» **REQUIRED ACTION**
Each line of the data below should be restated exactly, with images left out.

» **RECORDS PROVIDED**
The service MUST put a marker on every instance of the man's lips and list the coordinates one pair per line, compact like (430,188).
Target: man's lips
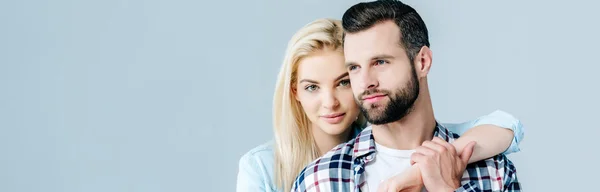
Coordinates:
(373,98)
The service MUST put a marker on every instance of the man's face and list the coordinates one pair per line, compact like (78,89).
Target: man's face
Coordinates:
(383,78)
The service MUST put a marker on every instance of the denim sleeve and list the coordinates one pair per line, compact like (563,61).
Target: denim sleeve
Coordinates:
(250,177)
(498,118)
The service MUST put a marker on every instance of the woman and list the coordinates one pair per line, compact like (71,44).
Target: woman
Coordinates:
(314,110)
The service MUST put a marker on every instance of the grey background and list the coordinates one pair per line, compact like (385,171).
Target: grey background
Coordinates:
(131,95)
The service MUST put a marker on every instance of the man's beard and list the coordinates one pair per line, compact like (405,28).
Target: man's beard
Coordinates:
(400,105)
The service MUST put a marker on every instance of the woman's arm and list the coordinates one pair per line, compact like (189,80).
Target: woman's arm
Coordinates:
(495,133)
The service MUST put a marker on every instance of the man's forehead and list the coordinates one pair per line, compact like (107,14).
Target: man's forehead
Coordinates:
(379,39)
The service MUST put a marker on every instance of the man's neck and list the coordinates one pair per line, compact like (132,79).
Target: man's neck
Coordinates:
(410,131)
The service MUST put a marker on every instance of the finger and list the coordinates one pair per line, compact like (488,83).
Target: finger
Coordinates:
(383,187)
(425,151)
(467,152)
(444,143)
(417,157)
(434,146)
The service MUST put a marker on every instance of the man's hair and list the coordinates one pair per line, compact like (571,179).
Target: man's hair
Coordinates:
(413,31)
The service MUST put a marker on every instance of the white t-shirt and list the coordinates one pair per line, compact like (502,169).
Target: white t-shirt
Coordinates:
(387,163)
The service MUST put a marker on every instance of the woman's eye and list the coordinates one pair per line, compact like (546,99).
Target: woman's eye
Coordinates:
(311,88)
(345,83)
(380,62)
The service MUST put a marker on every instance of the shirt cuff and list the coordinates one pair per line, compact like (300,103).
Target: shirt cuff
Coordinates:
(470,186)
(506,120)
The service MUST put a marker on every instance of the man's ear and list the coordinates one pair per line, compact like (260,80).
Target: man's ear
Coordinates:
(423,62)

» **EXPECTED OUTPUT**
The service MUST put a marker on every instance of the man's lips and list the coordinates one pair per line, compact like (430,188).
Target: man's lips
Coordinates:
(373,98)
The service MUST put a marker on every instance of the man's face and list the coordinates one pair per line, compact like (78,89).
Target: man's face
Coordinates:
(383,78)
The service MUST put a marker on every instance of the denim sleeve and list the coordinates one pair per line, compact like (563,61).
Target: denim sleeve
Coordinates:
(250,177)
(498,118)
The service MUST put a marker on every instance of the woman and list the coordinates one pair per line, compact like (71,44).
Target: woman
Coordinates:
(314,110)
The service MUST put a marker on every instance of the grey background and list the coordinates one pair per line, compact like (385,171).
Target: grey background
Coordinates:
(131,95)
The service MUST put a marker on every instance of the man's beard and list the coordinates one pair per line, compact like (405,28).
Target: man's beard
Coordinates:
(400,105)
The service MUST put a marker on every instance of the woman's arm and list the coordinates one pair per line, compact like (189,80).
Target: woman's arm
Coordinates:
(495,133)
The service MUST put a marker on every instance of the man's forehead and list the coordinates one pair per line, compact like (107,14).
Target: man's forehead
Coordinates:
(379,39)
The service MUST put a marker on every instance of the man's neck and list the coordinates one pair per line, compact like (132,79).
Target: man's neck
Coordinates:
(410,131)
The service MUST put a marker on every instance of the finger and list the coordinates one pair per line, compact like (488,83).
Target: finger
Coordinates:
(383,187)
(425,151)
(467,152)
(444,143)
(417,157)
(434,146)
The service MUST put a marker on every instance of the man's hair and list the coordinates one pair per line, compact like (571,179).
Target: man's hair
Coordinates:
(413,31)
The service MUST put a marker on every instance of the white t-shirt and list the coordinates one pair per line, compact like (502,169).
Target: white t-shirt
Coordinates:
(387,163)
The service MUST put a marker on every instance of the woman's eye and list the coordinates one pair per line, compact like (546,99).
Target: woman's eye
Coordinates:
(311,88)
(345,83)
(380,62)
The service MUST put a marker on every instance of the shirt cuff and list the coordinates one pair per line, compact like (300,103).
Target: shirt cuff
Coordinates:
(470,186)
(506,120)
The service MUST put a marker on every instance of the man's ear and list the coordinates one pair per line, compact like (260,80).
Target: man's ear
Coordinates:
(423,62)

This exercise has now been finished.